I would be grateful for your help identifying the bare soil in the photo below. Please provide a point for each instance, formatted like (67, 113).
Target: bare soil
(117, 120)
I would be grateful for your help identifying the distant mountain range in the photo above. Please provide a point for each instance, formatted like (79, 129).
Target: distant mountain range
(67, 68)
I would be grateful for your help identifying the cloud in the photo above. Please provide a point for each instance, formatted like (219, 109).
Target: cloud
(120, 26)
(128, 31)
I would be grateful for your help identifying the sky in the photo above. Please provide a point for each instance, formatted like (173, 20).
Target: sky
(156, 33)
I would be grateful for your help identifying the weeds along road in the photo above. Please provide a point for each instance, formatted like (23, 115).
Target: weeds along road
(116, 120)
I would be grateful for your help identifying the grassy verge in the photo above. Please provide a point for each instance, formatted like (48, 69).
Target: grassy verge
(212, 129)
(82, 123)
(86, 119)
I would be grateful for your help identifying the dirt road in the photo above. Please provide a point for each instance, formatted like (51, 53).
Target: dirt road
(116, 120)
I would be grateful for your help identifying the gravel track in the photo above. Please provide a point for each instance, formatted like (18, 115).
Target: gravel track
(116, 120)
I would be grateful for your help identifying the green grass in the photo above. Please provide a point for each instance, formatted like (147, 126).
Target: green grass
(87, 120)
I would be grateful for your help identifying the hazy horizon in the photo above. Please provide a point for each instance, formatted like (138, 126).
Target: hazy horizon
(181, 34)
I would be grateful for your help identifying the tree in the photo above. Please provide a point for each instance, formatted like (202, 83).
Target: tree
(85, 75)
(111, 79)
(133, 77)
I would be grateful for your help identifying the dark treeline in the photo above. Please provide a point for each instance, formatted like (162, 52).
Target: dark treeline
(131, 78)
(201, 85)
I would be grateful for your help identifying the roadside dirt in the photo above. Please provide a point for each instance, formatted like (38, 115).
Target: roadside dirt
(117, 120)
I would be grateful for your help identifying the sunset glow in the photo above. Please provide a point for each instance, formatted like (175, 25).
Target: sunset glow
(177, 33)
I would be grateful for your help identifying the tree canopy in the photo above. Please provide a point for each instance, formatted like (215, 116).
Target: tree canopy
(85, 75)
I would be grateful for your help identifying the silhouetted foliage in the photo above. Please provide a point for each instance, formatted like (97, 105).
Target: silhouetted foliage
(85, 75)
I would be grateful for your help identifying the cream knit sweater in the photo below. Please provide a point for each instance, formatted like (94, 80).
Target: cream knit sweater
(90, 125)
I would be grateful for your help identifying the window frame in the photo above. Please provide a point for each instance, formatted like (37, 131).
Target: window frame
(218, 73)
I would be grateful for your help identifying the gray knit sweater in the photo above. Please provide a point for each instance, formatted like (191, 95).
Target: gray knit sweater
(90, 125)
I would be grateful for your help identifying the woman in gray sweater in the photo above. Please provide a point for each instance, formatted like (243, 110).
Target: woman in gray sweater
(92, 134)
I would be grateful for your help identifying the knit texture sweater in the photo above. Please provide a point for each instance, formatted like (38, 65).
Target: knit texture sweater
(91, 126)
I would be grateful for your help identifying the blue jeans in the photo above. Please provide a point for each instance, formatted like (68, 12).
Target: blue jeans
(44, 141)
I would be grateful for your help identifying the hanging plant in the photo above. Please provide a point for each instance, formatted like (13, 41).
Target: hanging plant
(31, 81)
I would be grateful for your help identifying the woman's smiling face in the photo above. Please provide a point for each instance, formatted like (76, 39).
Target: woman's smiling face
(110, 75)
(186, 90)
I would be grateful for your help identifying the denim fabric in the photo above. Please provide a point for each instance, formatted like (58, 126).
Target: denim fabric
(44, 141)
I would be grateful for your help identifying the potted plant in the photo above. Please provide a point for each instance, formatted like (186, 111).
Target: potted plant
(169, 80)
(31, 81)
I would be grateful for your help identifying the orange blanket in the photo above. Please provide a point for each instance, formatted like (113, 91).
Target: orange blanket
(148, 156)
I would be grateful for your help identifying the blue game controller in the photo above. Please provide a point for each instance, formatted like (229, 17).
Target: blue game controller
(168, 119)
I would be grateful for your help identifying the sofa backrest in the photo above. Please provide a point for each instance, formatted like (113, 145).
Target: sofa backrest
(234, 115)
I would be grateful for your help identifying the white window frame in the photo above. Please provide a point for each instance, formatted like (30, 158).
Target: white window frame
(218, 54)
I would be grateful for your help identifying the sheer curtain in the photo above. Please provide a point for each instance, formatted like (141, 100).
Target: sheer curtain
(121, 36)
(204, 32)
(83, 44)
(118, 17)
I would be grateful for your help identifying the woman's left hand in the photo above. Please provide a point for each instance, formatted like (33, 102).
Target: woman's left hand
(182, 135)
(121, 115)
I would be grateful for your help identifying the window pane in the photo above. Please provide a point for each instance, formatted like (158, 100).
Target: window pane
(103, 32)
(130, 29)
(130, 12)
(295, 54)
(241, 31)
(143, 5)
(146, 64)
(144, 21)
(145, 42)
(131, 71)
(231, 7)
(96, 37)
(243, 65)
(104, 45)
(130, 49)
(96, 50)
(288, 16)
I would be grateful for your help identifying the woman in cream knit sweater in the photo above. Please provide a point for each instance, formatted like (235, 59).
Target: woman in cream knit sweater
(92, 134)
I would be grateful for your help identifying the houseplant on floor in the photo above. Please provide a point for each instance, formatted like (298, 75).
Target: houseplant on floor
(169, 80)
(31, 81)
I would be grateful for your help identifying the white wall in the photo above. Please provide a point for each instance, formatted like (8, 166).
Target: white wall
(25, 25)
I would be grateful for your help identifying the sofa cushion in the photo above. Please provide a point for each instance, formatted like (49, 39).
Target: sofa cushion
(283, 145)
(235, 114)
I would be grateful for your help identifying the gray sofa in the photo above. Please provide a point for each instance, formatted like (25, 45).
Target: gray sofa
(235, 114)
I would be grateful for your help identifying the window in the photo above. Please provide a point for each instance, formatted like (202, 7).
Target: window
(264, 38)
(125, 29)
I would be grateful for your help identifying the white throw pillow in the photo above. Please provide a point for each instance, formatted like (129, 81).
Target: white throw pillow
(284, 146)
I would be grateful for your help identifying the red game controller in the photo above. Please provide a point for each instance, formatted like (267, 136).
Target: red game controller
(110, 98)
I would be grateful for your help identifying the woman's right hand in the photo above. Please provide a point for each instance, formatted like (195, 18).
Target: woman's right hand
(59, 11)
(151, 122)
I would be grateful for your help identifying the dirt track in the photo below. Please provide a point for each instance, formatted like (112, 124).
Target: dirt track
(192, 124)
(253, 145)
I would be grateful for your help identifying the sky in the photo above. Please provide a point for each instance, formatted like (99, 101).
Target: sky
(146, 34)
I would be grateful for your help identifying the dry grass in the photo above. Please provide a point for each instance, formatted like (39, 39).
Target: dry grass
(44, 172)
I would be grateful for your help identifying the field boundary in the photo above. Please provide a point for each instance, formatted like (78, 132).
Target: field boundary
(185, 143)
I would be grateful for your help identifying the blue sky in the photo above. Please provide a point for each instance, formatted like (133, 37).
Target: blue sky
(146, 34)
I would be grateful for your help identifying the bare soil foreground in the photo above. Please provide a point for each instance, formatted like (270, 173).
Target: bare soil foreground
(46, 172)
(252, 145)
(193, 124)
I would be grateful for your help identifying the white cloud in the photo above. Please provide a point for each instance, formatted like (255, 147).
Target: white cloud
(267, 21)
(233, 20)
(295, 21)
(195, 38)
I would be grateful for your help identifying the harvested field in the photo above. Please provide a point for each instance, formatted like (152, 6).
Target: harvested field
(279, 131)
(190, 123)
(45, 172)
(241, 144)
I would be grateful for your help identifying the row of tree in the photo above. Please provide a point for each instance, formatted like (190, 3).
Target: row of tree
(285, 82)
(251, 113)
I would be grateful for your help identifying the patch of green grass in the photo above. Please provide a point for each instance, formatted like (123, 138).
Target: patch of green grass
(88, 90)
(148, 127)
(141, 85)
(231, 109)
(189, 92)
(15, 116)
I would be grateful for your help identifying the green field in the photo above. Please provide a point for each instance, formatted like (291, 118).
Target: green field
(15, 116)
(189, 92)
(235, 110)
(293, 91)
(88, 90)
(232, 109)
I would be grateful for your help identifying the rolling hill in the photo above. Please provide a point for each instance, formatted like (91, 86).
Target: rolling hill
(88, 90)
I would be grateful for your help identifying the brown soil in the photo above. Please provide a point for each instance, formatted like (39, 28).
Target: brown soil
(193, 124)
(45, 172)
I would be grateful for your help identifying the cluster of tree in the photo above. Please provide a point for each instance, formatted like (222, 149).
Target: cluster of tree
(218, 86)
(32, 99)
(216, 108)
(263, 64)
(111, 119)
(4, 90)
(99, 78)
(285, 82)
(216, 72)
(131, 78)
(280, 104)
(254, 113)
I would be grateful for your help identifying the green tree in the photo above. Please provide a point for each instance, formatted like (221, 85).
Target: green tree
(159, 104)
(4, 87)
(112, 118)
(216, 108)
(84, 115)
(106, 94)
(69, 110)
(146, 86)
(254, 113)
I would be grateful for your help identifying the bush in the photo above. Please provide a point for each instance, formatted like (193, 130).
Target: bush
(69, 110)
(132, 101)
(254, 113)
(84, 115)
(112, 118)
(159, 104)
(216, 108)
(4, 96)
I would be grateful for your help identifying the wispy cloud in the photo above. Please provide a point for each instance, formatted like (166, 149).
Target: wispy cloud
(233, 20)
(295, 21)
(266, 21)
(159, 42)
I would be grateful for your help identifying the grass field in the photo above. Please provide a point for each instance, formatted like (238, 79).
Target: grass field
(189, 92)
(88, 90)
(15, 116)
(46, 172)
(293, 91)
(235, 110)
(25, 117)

**Work instructions**
Retype exactly, and only, the lines from the line holding "I would be grateful for your help identifying the brown" through the last line of the data; both of those lines count.

**Final answer**
I would be grateful for your help identifying the brown soil in the photo above. Please provide a point for each instance, formatted like (39, 28).
Target: brown soil
(193, 124)
(45, 172)
I would be grateful for your help identifying the cluster of tree in the photo above. Please provide a point for each instance, formatted like (222, 149).
Target: cluster of tree
(218, 86)
(32, 99)
(216, 108)
(263, 64)
(111, 119)
(4, 90)
(99, 78)
(285, 82)
(216, 72)
(131, 78)
(280, 104)
(254, 113)
I would be grateful for your help identifying the green tree in the photo above. Please provide a point for each instance, formatted like (221, 85).
Target: green tree
(159, 104)
(4, 87)
(112, 118)
(216, 108)
(84, 115)
(106, 94)
(69, 110)
(146, 86)
(254, 113)
I would be grateful for your help identifying the bush in the photo above. Please provide a point for each instance, formatted like (193, 130).
Target: bush
(69, 110)
(132, 101)
(254, 113)
(84, 115)
(112, 118)
(159, 104)
(216, 108)
(4, 96)
I would be grateful for your help identifying the wispy cloud in the photo above. Please provide a point for each instance, formatted like (166, 149).
Target: wispy cloud
(233, 20)
(295, 21)
(266, 21)
(159, 42)
I would be grateful for your help identifying the grass field in the photo above. Please provide a point for each instance, formatted like (238, 79).
Target: grass field
(189, 92)
(88, 90)
(15, 116)
(46, 172)
(293, 91)
(235, 110)
(25, 117)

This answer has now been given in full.